§ PROBLEM TO WORK ON: Reproduce the entries from their start through the line containing "x=25, y=135", both included and with the requests kept, and shift every coordinate in the answers up by 18. Stop at that line.

§ STORED RECORDS:
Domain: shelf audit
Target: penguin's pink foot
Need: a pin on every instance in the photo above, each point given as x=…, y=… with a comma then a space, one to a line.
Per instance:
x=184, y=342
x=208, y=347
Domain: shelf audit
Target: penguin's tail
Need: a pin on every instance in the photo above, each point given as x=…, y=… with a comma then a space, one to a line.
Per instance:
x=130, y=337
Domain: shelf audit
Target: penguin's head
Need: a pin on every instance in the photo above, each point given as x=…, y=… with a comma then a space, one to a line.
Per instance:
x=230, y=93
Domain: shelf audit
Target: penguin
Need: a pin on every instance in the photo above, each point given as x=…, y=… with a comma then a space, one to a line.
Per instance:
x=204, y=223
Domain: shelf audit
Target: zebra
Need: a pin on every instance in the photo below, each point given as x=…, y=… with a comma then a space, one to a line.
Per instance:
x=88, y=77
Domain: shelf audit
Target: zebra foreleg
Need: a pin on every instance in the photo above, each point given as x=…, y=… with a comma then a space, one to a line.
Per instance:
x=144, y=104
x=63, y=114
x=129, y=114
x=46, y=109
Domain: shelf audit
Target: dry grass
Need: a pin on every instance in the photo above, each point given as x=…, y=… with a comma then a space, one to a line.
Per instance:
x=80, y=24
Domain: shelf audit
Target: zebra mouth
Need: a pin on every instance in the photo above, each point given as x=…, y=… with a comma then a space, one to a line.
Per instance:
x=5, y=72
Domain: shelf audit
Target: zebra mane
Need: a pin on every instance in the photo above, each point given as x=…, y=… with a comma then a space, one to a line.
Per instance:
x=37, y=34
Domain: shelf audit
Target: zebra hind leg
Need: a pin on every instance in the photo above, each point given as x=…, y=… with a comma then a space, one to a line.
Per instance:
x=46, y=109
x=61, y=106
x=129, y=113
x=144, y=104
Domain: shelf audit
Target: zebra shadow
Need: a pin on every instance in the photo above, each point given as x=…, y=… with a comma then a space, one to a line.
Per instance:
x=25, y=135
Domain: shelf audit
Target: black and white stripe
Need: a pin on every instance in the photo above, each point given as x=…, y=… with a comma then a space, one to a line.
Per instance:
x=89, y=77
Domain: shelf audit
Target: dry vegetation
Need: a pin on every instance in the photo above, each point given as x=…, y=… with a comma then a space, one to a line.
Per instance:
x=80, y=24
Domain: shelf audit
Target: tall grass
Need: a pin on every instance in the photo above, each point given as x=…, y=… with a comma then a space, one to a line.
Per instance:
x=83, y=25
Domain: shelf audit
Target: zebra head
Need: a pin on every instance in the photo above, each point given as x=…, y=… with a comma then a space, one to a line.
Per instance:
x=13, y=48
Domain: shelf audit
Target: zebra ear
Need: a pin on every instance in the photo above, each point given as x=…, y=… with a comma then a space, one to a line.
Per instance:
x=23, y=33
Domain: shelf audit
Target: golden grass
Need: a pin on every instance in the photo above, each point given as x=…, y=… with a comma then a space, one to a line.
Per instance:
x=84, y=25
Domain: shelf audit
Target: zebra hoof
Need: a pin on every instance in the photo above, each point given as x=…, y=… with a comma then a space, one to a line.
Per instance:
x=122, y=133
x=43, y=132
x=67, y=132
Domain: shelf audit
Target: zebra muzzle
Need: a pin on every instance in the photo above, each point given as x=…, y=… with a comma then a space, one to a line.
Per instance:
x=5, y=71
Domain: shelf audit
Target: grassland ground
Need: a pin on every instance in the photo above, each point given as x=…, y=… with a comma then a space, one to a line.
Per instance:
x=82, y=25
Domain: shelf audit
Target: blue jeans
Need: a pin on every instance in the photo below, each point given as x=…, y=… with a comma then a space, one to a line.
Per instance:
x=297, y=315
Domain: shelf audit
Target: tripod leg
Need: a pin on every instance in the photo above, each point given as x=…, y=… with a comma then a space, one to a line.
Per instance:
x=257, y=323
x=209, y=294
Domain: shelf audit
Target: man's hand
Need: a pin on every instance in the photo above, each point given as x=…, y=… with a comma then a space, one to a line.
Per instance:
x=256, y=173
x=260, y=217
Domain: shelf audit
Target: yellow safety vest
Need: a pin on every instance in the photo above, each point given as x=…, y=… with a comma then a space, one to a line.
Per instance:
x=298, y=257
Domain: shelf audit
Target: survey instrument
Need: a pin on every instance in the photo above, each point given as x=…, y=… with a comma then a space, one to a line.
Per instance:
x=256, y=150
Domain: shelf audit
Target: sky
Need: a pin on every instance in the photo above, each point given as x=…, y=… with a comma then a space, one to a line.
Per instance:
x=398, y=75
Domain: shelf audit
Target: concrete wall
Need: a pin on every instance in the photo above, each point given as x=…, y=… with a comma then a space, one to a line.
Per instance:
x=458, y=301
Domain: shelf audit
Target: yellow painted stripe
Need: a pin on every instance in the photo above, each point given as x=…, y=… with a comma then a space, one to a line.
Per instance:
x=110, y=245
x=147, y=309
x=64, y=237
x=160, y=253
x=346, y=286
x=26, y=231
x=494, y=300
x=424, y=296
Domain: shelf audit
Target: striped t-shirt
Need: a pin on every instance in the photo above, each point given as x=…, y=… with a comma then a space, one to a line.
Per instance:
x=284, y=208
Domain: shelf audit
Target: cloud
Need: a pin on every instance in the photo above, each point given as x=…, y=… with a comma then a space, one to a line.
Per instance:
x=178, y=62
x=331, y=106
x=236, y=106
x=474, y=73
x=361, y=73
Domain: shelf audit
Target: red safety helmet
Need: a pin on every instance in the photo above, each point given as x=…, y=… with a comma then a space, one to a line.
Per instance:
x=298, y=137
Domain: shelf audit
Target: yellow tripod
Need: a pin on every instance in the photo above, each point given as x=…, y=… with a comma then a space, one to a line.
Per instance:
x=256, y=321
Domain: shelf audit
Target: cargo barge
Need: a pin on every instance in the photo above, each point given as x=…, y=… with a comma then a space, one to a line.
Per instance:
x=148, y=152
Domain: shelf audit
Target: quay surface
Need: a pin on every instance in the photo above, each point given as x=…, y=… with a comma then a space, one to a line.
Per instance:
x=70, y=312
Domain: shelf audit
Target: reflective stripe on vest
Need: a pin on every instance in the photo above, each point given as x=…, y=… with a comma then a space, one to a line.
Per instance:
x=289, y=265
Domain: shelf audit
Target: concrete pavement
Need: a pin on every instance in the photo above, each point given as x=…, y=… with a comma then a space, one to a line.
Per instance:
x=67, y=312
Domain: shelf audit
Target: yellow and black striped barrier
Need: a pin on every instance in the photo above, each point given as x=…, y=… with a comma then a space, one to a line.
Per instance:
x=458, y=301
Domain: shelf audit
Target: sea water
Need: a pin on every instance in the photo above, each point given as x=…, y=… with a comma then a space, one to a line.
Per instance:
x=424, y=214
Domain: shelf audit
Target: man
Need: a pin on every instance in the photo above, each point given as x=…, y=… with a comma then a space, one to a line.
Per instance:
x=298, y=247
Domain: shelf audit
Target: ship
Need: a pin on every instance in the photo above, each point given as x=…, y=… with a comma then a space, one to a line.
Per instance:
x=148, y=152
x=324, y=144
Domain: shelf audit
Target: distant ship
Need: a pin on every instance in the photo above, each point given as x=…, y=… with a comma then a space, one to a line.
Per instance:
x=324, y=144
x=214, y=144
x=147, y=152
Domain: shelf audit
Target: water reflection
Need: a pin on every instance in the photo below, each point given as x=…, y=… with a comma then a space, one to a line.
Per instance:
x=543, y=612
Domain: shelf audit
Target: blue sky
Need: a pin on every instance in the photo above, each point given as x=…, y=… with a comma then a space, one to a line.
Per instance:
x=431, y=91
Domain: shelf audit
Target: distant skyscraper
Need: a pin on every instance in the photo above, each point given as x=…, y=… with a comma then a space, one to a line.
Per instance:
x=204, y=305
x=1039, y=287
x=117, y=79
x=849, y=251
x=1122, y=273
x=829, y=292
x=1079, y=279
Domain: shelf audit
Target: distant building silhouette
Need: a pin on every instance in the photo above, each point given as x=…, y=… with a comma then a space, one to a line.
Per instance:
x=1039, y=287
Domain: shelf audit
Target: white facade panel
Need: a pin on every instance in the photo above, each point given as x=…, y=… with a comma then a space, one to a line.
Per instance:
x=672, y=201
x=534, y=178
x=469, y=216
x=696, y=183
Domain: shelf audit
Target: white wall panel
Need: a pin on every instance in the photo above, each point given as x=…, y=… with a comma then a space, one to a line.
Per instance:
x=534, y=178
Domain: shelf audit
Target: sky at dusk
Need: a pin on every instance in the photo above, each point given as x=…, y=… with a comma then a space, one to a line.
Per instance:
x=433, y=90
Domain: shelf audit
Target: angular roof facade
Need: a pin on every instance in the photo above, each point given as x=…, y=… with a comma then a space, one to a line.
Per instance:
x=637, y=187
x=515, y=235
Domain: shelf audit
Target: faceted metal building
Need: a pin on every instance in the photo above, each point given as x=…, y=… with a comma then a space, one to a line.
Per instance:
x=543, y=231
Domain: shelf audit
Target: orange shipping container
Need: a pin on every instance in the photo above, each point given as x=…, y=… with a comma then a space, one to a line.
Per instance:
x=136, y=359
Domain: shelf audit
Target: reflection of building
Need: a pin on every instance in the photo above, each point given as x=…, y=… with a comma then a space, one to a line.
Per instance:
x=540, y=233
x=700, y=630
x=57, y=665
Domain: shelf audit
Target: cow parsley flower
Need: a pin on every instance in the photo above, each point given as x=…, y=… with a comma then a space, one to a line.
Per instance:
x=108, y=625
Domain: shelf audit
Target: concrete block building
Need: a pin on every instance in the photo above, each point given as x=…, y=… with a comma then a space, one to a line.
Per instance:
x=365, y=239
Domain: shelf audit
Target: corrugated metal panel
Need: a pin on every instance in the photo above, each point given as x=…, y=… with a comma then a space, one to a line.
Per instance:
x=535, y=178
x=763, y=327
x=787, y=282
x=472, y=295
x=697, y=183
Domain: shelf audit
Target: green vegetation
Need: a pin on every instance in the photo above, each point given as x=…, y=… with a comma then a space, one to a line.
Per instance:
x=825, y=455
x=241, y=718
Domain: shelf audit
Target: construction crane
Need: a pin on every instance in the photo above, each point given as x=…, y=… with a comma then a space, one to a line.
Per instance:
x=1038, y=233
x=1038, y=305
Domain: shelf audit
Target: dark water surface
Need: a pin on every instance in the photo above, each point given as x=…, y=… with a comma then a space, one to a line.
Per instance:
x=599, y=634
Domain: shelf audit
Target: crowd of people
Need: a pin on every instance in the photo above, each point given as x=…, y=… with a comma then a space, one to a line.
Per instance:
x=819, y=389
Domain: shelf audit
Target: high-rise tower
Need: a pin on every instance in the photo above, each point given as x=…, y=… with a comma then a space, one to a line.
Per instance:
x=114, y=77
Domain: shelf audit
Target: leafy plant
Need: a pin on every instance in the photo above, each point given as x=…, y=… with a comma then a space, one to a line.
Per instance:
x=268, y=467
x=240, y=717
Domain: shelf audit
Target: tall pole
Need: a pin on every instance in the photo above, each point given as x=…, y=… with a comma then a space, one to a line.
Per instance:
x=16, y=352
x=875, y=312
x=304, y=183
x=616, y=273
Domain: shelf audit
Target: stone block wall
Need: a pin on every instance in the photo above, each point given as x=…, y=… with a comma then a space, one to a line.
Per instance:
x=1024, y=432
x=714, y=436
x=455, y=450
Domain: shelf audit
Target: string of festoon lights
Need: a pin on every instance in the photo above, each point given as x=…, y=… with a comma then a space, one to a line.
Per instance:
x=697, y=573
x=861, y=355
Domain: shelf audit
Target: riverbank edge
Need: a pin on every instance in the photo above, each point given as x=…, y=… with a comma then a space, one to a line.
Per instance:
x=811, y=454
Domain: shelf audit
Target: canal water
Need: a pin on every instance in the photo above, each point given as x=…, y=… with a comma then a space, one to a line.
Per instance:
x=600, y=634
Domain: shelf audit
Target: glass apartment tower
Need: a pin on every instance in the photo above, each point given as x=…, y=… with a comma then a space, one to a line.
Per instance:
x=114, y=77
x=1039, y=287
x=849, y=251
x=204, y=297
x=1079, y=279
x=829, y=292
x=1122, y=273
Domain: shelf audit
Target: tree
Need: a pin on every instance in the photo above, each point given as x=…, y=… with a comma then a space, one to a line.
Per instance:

§ EXERCISE RESULT:
Domain: shelf audit
Target: penguin's pink foot
Need: a pin on every instance in the photo above, each point given as x=…, y=… with a comma then a space, one to a line.
Per instance:
x=202, y=360
x=226, y=365
Domain: shelf audit
Target: penguin's tail
Need: a pin on every instance in the photo above, each point given as x=…, y=… with a comma then a space, one to a line.
Per instance:
x=148, y=355
Domain: shelf audit
Target: penguin's head
Need: a pin on every instance in the photo above, each point given as x=…, y=… with a comma then a space, one to a line.
Per instance:
x=248, y=111
Domain: shelf audit
Target: penguin
Need: a pin on every instance in the photo above, each point given as x=…, y=… with a comma then a space, one to a line.
Per instance:
x=222, y=241
Domain: shelf audit
Target: zebra
Need: a pin on every instance in the photo below, each point given as x=…, y=… with a comma then a space, one to a line.
Per instance:
x=106, y=95
Domain: shelf audit
Target: zebra foreleg
Need: a pin on every instance in the photo above, each point given as x=…, y=… with a comma then a space, one to a line.
Per instance:
x=162, y=122
x=81, y=132
x=147, y=132
x=64, y=127
Domain: shelf audit
Target: dry grass
Need: a pin on every instance in the photo above, each point given as x=…, y=… with a comma then a space, one to a line.
Per instance:
x=98, y=42
Domain: shelf audit
Target: zebra mouth
Need: a pin on every instance in the photo above, each point given as x=…, y=… with a comma then a space, one to a line.
Per instance:
x=23, y=90
Domain: shelf audit
Target: zebra mane
Need: a pin on every instance in the photo above, each point given as x=…, y=… with a comma then a space, one to a line.
Per instance:
x=55, y=52
Domain: shelf audit
Target: zebra hind leg
Need: a pin on every instance in the photo above, each point given as x=…, y=… with a comma then a space, one to a line.
Per instance:
x=64, y=127
x=79, y=124
x=147, y=131
x=162, y=122
Domain: shelf audit
Target: zebra shadow
Need: a pin on every instance in the photo above, each point given as x=…, y=… with a comma then a space, one to a line.
Per instance:
x=43, y=153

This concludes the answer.